▶ [Task details] What is needed is every line of the data that includes the word "before". Please copy each one.

▶ [Data for this exercise]
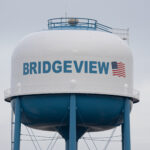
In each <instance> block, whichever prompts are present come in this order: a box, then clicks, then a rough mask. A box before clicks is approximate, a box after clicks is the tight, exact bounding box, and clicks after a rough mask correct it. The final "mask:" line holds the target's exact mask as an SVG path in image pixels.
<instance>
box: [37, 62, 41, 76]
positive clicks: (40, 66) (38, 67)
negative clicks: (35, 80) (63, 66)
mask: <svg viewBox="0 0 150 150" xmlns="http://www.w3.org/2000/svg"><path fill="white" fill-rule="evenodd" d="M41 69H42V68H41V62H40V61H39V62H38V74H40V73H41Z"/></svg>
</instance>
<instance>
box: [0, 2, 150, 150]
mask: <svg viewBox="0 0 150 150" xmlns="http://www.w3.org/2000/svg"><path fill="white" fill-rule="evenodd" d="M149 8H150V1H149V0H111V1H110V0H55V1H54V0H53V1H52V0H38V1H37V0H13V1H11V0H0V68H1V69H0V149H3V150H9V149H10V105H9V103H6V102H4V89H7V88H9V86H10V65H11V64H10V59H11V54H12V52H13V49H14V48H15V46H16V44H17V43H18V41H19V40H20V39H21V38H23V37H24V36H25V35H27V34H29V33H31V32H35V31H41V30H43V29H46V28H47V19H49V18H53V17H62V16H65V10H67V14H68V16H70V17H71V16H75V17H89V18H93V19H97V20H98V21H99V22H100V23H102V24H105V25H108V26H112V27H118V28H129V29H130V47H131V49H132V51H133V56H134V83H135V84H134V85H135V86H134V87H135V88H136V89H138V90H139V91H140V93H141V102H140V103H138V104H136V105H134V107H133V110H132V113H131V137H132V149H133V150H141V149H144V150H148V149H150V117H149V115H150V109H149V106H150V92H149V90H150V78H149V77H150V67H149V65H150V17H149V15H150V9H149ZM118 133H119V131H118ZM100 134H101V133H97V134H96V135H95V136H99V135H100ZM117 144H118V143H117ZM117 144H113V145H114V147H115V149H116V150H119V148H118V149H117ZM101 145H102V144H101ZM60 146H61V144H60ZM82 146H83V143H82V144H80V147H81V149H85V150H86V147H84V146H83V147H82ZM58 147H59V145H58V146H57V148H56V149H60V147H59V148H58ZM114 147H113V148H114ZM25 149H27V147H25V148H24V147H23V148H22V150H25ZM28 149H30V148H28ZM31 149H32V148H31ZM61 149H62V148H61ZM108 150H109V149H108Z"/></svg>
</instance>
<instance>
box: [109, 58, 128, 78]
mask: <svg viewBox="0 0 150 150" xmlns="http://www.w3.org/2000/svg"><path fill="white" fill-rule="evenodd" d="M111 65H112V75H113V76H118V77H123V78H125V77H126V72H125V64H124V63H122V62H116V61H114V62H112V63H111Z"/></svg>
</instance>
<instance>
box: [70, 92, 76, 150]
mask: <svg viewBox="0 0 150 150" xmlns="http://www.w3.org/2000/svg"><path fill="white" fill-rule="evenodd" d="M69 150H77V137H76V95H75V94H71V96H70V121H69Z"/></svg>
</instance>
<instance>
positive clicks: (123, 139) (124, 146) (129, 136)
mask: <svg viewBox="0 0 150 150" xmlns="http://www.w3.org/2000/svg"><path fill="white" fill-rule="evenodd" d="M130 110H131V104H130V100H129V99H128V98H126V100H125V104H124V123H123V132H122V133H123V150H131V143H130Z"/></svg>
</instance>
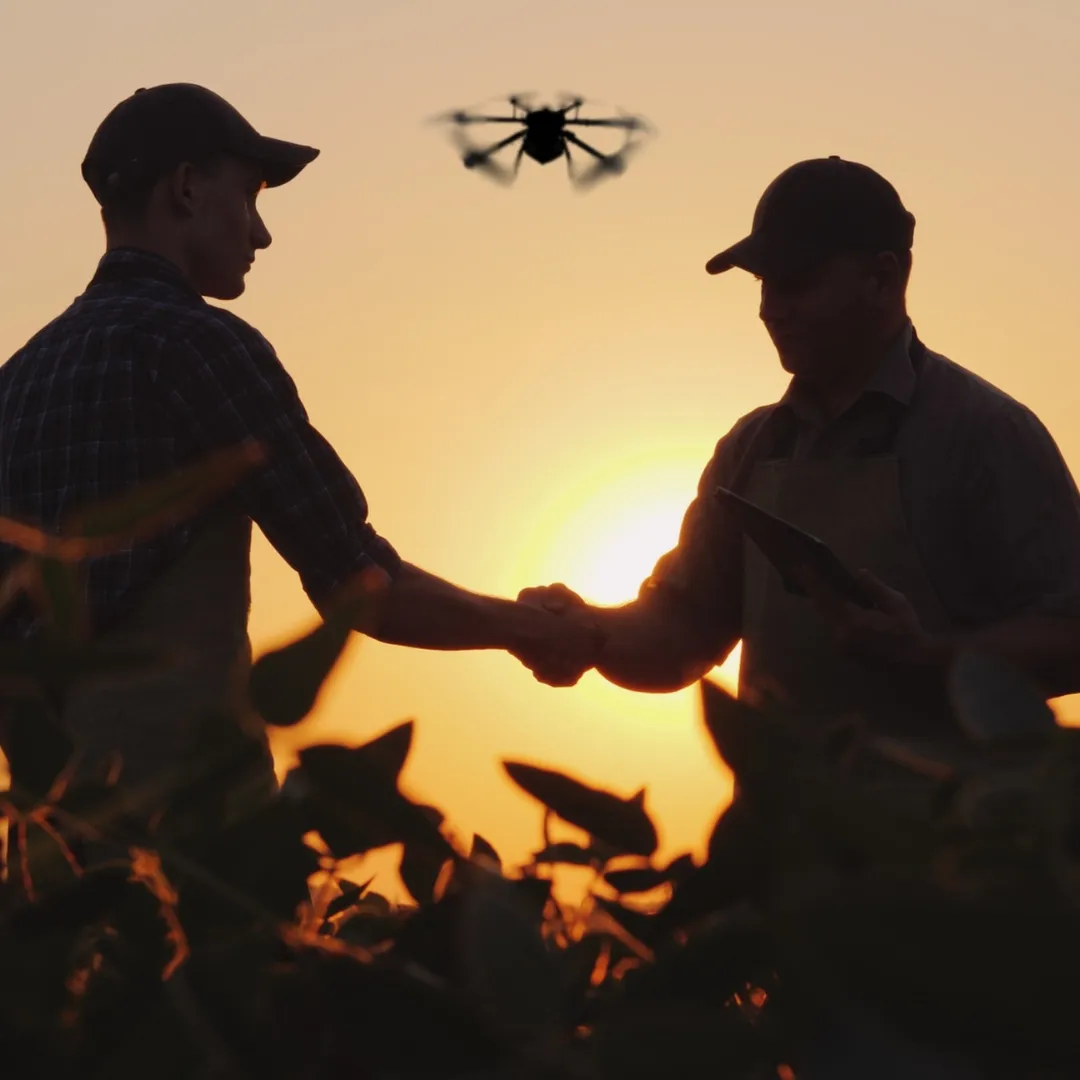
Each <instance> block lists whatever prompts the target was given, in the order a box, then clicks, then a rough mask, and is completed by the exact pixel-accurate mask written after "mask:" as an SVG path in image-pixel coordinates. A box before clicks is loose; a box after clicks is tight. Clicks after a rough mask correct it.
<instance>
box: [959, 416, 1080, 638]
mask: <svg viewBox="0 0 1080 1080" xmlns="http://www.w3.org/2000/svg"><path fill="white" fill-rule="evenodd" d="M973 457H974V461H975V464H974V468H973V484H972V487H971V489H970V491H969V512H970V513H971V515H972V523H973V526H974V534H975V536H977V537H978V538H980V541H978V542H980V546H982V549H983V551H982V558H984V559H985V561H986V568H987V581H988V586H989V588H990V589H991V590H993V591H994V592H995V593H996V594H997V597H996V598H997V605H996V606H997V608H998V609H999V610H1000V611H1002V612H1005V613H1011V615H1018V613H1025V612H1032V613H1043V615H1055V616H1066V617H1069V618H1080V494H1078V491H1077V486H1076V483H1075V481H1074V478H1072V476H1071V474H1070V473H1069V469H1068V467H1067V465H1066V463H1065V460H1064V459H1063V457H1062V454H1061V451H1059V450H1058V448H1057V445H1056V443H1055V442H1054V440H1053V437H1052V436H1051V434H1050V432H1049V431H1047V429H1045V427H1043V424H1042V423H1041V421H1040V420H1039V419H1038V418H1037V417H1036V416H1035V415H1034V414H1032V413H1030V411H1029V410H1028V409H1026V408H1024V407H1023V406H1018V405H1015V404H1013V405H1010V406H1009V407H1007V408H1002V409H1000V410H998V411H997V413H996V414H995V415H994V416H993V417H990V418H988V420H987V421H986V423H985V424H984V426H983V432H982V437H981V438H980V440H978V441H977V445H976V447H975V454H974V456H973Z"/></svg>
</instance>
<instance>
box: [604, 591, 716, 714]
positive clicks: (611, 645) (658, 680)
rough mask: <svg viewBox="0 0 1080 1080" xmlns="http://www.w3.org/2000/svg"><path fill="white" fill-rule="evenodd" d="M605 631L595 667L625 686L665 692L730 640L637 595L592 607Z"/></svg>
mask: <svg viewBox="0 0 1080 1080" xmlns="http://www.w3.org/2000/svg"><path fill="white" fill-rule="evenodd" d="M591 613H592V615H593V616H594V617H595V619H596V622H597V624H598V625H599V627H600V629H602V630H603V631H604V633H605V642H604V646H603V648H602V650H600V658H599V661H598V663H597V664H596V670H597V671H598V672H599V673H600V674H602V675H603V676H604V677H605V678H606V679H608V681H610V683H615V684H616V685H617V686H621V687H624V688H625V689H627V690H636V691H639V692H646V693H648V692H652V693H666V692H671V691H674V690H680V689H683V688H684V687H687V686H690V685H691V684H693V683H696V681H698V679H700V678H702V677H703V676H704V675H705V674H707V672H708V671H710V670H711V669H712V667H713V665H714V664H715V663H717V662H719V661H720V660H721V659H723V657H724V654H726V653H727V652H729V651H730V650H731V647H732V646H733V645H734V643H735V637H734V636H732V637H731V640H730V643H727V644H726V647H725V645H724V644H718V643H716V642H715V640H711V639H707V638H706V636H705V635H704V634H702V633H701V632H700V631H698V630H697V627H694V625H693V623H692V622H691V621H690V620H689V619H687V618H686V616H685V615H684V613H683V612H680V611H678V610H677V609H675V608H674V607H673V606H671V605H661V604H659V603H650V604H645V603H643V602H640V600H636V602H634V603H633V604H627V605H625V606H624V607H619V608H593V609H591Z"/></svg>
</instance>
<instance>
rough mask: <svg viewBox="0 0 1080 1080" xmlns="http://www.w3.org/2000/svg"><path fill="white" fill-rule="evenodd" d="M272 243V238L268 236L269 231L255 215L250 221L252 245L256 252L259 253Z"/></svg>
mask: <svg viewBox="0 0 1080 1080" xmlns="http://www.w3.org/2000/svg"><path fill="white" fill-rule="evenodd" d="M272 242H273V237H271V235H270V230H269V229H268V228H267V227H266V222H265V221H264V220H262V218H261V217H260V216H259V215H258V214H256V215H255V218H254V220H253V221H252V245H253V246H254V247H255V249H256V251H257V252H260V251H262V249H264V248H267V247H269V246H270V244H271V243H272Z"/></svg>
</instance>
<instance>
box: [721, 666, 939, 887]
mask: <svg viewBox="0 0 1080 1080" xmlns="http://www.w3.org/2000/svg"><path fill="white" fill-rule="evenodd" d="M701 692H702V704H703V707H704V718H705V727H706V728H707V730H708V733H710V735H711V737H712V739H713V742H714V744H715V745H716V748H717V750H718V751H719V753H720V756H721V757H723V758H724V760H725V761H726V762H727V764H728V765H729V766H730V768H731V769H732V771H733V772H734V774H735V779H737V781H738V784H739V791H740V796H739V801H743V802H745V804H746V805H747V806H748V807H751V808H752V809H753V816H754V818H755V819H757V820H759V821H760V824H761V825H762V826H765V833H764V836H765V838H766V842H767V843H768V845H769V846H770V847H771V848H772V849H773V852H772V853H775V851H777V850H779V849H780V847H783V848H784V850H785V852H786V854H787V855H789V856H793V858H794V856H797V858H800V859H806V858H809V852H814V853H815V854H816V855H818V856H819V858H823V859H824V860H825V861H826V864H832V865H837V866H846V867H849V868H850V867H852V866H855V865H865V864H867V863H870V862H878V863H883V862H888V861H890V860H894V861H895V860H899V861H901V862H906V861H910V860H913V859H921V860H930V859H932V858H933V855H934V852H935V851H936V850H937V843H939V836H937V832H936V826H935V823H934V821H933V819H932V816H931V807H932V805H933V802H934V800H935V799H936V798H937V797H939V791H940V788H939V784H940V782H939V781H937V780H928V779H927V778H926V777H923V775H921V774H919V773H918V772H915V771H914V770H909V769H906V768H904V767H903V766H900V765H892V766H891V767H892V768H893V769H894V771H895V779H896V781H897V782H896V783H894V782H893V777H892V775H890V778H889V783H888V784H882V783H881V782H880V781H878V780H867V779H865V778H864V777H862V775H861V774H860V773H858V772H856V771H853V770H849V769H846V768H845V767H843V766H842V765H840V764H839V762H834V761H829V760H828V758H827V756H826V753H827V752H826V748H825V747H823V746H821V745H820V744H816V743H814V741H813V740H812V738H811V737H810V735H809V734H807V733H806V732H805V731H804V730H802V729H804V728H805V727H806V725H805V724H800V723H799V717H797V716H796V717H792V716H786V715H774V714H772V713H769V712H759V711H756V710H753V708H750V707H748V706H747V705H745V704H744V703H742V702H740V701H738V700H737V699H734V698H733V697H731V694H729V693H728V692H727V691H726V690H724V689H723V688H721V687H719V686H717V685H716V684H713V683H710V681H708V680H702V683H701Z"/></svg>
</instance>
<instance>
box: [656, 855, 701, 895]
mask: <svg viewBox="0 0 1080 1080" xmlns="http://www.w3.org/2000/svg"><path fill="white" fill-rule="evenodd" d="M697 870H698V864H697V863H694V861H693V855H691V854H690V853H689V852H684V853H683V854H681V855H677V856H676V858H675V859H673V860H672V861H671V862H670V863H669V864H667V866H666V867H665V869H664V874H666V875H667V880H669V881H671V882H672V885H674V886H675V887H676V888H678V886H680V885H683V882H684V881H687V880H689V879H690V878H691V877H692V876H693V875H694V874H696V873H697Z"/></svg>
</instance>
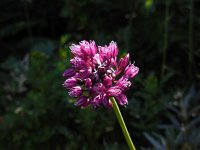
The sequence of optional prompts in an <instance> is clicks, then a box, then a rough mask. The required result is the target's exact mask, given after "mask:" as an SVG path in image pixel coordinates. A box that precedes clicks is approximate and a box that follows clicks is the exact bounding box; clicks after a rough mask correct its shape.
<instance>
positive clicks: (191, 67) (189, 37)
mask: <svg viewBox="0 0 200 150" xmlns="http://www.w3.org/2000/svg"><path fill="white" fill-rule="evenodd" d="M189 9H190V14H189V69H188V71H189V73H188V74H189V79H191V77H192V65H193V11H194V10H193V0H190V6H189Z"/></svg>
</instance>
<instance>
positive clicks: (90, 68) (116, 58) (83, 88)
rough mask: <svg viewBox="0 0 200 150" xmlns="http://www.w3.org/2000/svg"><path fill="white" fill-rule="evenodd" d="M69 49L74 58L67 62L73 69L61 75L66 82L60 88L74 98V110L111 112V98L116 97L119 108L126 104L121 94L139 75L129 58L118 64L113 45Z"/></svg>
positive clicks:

▶ [Response to this task]
In each <instance> block, whichever prompts are present come in this order: a box, then clicks, then a rough mask. A box before clicks is approximate, a box after clicks is the tight, exact bounding box, and clicks after a rough mask correct it. The final "mask:" line holds the target's exact mask as an SVG path in image pixels.
Each <instance> block lists whatever prompts the target was given, in the order a box, then clicks, then a rough mask, and is completed by the exact pixel-accurate mask written after "mask:" as an SVG path in image-pixel coordinates. A box before clicks is loose; a box after clicks is tight. Clicks after a rough mask correct it.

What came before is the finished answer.